Because God forbid people actually consider their own opinions. If I was wrong, then this debate between you and Rica probably would not even be happening. But if dodging arguments by pretending I don't exist validates your presence on this forum, you have my blessing. 

But remember, Mider T, you shall never achieve the objective greatness of this. [YOUTUBE]http://www.youtube.com/watch?v=4_vDo_4C_lw[/YOUTUBE]


----------



## Mider T (Jan 2, 2014)

MartialHorror said:


> Because once again, people have different standards. *You say shit doesn't sell, but I think it can.* Popularity is usually a matter of marketing. Even "The Last Airbender", a movie I remember you loathing, managed to snag $300,000,000 worldwide even though it made like 10% during the opening week. So it was pulling in big cash long after everyone knew the movie sucked. If you try to argue that fans of the source material would see it anyway, tell that to Dragonball Z and Speed Racer fans.
> 
> *If he says Naruto is shit, then it fits his standard of what constitutes as 'shit'. The only issue is him claiming it's objective, which when you think about it, is kind of a stupid word anyway as it's impossible to be truly objective.*
> 
> ...





MartialHorror said:


> That's why no one should use the word objective, because everyone is very subjective when it comes to determining objectivity.
> 
> *Miller* and Rica probably both would agree that good movies usually are created from good scripts, good direction, good acting, etc. But everyone has different opinions as to what constitutes good scripts, good direction, good acting, etc.
> 
> ...





Masterpiece said:


> What...? He couldn't have made a better post. My post before his wasn't even a real question. I was making it obvious that you and Rica aren't as objective as you think.



The first bold is something I never said.  The second is silly because Nensense is classifying something as "objective shit" which makes no sense and I think everyone here realizes how stupid that sounds.  The third isn't even my name so ...?

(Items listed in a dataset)
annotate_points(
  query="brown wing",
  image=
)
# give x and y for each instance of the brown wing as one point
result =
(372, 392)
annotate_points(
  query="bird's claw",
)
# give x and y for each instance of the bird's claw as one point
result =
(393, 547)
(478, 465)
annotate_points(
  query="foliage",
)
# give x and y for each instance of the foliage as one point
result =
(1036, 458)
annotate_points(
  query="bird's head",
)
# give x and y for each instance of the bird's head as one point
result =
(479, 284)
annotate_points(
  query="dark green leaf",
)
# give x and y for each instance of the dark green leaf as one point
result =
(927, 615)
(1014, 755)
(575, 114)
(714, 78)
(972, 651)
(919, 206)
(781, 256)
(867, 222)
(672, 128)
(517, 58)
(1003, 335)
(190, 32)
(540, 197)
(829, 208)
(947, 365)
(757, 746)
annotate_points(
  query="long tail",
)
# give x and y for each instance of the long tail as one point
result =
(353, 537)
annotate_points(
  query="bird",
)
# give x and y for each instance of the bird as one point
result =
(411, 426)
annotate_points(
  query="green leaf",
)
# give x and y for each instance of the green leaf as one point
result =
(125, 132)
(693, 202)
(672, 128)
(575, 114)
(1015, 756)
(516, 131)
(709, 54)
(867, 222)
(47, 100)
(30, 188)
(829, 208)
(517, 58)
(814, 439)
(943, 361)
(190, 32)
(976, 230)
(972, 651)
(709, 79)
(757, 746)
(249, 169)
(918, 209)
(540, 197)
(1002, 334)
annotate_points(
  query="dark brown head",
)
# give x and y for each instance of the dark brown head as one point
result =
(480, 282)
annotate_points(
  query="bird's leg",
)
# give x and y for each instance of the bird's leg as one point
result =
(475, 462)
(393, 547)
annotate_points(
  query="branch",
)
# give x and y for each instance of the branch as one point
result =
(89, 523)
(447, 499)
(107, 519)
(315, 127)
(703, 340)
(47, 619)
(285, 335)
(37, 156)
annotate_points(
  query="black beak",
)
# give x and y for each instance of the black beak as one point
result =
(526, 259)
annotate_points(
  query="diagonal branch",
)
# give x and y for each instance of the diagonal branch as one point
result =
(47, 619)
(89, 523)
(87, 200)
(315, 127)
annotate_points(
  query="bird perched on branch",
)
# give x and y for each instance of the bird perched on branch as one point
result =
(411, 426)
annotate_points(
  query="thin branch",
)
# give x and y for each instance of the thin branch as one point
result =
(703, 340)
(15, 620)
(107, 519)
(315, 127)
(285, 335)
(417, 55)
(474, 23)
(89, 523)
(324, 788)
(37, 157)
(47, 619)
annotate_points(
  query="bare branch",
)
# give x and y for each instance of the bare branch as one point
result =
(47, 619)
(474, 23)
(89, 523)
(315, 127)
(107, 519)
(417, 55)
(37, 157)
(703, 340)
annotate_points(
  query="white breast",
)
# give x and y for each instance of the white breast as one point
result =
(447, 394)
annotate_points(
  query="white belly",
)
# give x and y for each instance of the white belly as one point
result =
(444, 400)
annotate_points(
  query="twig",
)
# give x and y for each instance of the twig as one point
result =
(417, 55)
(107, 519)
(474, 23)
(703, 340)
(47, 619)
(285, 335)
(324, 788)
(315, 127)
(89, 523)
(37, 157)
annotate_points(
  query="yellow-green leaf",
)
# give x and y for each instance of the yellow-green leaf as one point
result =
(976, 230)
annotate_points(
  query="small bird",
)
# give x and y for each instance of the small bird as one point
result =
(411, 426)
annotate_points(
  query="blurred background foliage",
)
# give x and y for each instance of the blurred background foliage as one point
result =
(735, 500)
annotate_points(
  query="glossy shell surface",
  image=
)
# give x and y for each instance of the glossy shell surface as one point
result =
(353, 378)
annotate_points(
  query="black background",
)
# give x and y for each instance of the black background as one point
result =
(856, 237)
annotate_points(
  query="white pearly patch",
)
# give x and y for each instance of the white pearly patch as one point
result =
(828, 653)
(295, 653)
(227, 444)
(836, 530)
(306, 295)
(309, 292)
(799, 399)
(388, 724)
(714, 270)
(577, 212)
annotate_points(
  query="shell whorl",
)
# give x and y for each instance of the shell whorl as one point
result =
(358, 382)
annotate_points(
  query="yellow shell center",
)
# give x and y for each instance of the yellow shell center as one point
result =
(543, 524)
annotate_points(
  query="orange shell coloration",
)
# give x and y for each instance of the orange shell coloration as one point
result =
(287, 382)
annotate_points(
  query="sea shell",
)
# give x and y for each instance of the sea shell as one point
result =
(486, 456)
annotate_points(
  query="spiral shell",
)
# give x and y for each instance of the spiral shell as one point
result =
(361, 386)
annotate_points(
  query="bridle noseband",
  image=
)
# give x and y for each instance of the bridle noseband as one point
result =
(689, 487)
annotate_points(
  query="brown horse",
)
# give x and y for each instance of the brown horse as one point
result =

_EXERCISE PROMPT_
Copy the forum thread between "But remember, Mider" and "Speed Racer fans.", inclusive, substituting "film" for every "movie".

_THE RESPONSE_
But remember, Mider T, you shall never achieve the objective greatness of this. [YOUTUBE]http://www.youtube.com/watch?v=4_vDo_4C_lw[/YOUTUBE]


----------



## Mider T (Jan 2, 2014)

MartialHorror said:


> Because once again, people have different standards. *You say shit doesn't sell, but I think it can.* Popularity is usually a matter of marketing. Even "The Last Airbender", a film I remember you loathing, managed to snag $300,000,000 worldwide even though it made like 10% during the opening week. So it was pulling in big cash long after everyone knew the film sucked. If you try to argue that fans of the source material would see it anyway, tell that to Dragonball Z and Speed Racer fans.